Article =
+ + + + +

Not having this means you can reach the point where your program is one error away from compiling, and days of rewrite are needed to fix the problem. This is where unsafe code tends to sneak in, as an escape hatch.
I try to avoid circular references in C++ as well, at all cost, in my physics engines and game engines. For example, there is a unidirectional access from World -> Object -> Contact Point -> Vector3 and never the other way around (Vector3 doesn't know about Point, Object or World).
Would Rust allow to have all data in 'structs' (no private data), and make all logic pure functional (functions without side effects, data in, data out)? That way, you won't need circular references or stateful objects and it simplifies memory management.
Some parts of the system map well to a purely functional model, and some don't. The part that decodes incoming messages is almost entirely functional. The part that maintains the scene graph isn't. There's a continual stream of update messages coming in, requests for assets go out, and assets come back. One asset reply may update many objects that use the same mesh or texture, so there's not the one-to-one relationship that an "async" model wants.
Admittedly this is a somewhat unusual application. It's somewhere between writing an MMO client and a web browser. I once wrote a RSS feed reader in Rust, and that didn't have any of these hard problems.
I think someone should fork a new language from C++ and remove all the stuff that could be deprecated.
I don't mean to make a new language like Zig or rust or nim. I mean just a "saner" C++ without all the backward compatibility that is holding back the language.
Isn't part of the problem that no one can agree on the best subset? Compilers could provide pragmas and switches to enable projects to define their own language subset.
A fair point, but the major C++ compilers don't make much effort in letting you define a subset to permit.
For contrast, the Ada language (which is larger than C but smaller than C++) takes this idea quite seriously. There are various 'well known' subsets of Ada with interesting properties and tooling. These subsets are called profiles. There's SPARK, a very minimalist subset tailored for formal verification, and Ravenscar, for concurrent hard real-time systems. Profile compliance is checked by the compiler itself. (If I understand correctly, the profiles are defined using Ada's rough equivalent of #pragma in C and C++.)
In the C and C++ worlds there are subsets like Google's C++ style guide, LLVM's C++ style guide, MISRA C, and MISRA C++, but their tools (i.e. static analysis tools to check for compliance) are generally separate from the compiler, for what that's worth.
BetterC [0] is that, for me. It's a subset of D, that only relies on the C Standard Library. So all the features and syntax of D that is sane, without any of the extras that people find go too far beyond a system's language.
You still get all the compile-time constructions, RAII, memory protection, lambdas, modules and so on.
This idea reminds me of the Go+ language (https://goplus.org/), which is kind of what you're proposing. But instead of reducing the language, they just "added less"!
I think they were inspired by C++, but decided one "plus" to the language was enough. Maybe the "pluses" add exponential complexity, and C++ hasn't reached the end of its second plus stage yet. /jk
Well, there are almost no good enough alternative to C++, in my view. Rust is hard to learn, Zig and other change the syntax way too much.
Also, it would not be difficult to link against existing C++ libraries, or at least to wrap them using extern C.
The goal would be a language that has the good things that C++ has, without the cruft: long compile times, edge cases, etc.

+ + + + +

Data listing =
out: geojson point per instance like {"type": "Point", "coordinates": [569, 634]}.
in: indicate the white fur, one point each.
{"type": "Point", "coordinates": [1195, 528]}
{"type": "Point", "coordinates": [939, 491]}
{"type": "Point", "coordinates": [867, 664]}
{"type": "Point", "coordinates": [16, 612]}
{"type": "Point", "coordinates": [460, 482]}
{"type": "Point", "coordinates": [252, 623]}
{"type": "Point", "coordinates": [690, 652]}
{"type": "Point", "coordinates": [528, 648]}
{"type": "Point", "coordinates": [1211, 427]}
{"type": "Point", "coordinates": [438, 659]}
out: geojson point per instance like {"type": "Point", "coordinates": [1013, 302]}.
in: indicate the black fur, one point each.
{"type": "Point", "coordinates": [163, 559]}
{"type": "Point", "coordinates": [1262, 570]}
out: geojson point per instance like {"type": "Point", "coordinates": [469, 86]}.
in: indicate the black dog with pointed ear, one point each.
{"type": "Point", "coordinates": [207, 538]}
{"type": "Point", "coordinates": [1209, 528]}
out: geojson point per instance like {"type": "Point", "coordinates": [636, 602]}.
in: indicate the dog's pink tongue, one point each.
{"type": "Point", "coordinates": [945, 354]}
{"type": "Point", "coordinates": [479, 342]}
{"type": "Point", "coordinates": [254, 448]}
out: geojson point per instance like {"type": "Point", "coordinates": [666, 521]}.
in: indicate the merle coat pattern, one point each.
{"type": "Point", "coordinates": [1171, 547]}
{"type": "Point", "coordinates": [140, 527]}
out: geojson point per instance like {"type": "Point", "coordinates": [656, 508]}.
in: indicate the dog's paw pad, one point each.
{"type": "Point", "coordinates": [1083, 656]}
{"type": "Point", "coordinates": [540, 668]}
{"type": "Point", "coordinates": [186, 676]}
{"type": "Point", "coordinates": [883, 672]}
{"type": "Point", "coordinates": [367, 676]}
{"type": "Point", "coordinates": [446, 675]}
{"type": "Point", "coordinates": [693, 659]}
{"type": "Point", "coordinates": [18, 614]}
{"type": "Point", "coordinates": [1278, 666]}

+ + + + +

Task directions =
Can you extend the discussion of C++ and its possible successors, carrying on after its final comment?

Final result =
It's pretty amazing how the C++ ISO group managed to add things without breaking backward compatibility, so imagine if they agree to explicitly deprecate thing. I just hope that one day, there will be a split between "old C++", that will still be kept compatible to not break old codebases, and "new modern C++".
I'm not an expert, but I think it might be doable, maybe with some compile flags? I don't really think it would break the ABI or break binary compatibility between old and new C++. I don't know.
In theory I think you could teach a similar subset of C++ to what's in safe Rust. But you immediately run into a big problem that all the rest of C++ is still there and not knowing about it can hurt you, whereas safe Rust is promised by the unsafe Rust that you don't need to care why any of this is possible.
I don't understand the argument that Rust is hard to learn, unless you also mean C++ is hard to learn. If you come from C++, I don't believe the borrow checker should be that hard to learn; after all it's kind of just an extension of RAII semantics. It's far more straight concept than forward than C++ templates.
Oi vey. This sort of QA is exactly what's wrong with the "modern" C++.
It's just ugly.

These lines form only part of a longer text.